*To do*.
1: In the MX-5 Club review, why does the reviewer say the car lacks a direct competitor? Explain in one to three sentences.
2: According to the MX-5 Club review, how much did the tested model cost?

*Document section*.
On top of the peppy four banger, the MX-5’s transmission is smooth as silk. It engages positively, leaving no doubt whether you mis-shifted or not, and the clutch is very consistent. The only issue I had with the car is that the 140 pound-feet of torque was not great forgetting the tires rolling, but the byproduct of this are clean launches each and every time, so we’ll take the good with the bad on that front.
In terms of fuel economy, the EPA rates the 2014 MX-5 at 21 mpg city and 28 mpg highway, and I hit both numbers pretty consistently.
Overall, the powertain is very well matched for this sub-2,600-pound roadster. Yeah, it is no speed demon, but it is a perfect balance that I learned to fall in love with after just one drive.
2014 Mazda MX-5 Club - Drivetrain Specifications
|Cylinder configuration||In-Line Four-Cylinder|
|Horsepower (HP @ RPM)||167 @ 7,000 rpm|
|Torque (LB-FT @ RPM)||140 @ 5,000 rpm|
|No. of valves||16|
|Standard Transmission||Six-Speed Manual|
|Fuel Economy (City/Highway/Combined)||21 / 28 / 24|
Where the MX-5 Club completely makes you forget about its lack of features is in its suspension and braking systems. Likely the biggest addition to the Club model is the sport-tuned suspension system with Bilstein shocks — similar to my Mazdaspeed setup. On top of that, you also get a front strut brace to help stiffen up the front end for point-and-go handling.
Taking this little roaster through the country roads just a few miles from my house was a thing of beauty. It effortlessly hugs the pavement and seems to almost pull itself through tight turns, and the suspension is dialed in perfectly as to not be too awful hard on your backside in the process. That said, don’t think that this is a road-trip-worthy rig either, as 500 miles is about all your derriere can take before needing a little break. In all, the suspension really is a delicate balance that my MX-5 simply does not have. Even the road noise was not overbearing; yes, it is still present, but it is not nearly as bad of MX-5s of yesteryear.
The brakes are also superb, but you expect that from a 2,600-pound roadster, Anything less would make absolutely no sense.
It is really clear where Mazda focused when putting together the Club trim level. It decided to leave out all of the cool features and focus on delivering a suspension system that true Miata enthusiasts will fall in love with. Nice work, Mazda...
The 2014 Miata starts at $20,000, but the model tested was $28,665.
The MX-5 Club really lacks a direct competitor in the market, as the Z4 and SLK are way out of its price point and too luxury-based for consideration, and most of the other small roadsters all have four seats, so we’ll just have to use our imagination here.
Okay, the most direct competition for the MX-5 Club has to be the Cooper Roadster S, which checks in at just $28,550. Under its hood is a 1.6-liter, turbocharged, four-cylinder engine that puts down a tidy 181 horsepower at 5,500 rpm and 177 pound-feet of torque between 1,600 and 5,000 rpm. That’s more power and torque than the MX-5, plus it hits its peak torque much lower in the rpm range than the Mazda. The Mini does weigh a little more — 2,745 pounds — but it still hits 60 mph in just 6.7 seconds, which is about 0.2 seconds faster than the Mazda.

*Rows*.
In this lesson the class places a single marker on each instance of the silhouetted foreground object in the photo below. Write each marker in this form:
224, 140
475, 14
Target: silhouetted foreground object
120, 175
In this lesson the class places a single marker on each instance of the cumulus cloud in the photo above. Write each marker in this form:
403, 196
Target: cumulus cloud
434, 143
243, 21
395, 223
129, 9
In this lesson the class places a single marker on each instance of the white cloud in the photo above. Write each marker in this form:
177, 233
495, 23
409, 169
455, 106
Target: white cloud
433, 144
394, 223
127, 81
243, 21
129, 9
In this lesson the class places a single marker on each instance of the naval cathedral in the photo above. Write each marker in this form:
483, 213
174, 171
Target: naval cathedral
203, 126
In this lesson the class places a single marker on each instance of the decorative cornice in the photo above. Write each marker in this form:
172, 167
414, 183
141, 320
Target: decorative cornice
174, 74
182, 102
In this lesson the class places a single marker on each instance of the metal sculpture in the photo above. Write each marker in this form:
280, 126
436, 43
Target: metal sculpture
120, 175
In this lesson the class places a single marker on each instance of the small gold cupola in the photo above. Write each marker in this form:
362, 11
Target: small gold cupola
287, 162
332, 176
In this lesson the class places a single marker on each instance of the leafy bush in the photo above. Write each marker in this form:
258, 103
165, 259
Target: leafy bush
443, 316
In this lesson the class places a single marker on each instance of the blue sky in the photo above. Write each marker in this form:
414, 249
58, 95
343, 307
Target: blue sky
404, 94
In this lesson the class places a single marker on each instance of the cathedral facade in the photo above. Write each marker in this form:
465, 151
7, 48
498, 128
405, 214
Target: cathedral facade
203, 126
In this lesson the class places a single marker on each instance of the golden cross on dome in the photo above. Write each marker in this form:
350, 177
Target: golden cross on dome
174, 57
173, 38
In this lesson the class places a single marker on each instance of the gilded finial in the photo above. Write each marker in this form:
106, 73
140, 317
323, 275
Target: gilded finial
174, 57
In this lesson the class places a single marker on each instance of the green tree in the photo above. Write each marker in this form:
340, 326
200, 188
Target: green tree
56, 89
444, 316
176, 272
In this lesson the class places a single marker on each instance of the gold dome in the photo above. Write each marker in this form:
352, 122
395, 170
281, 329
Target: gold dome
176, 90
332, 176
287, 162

*Results in order*.
1: The Z4 and SLK cost far more than the MX-5 Club and are too luxury-based to consider. Most of the other small roadsters have four seats.

2: $28,665.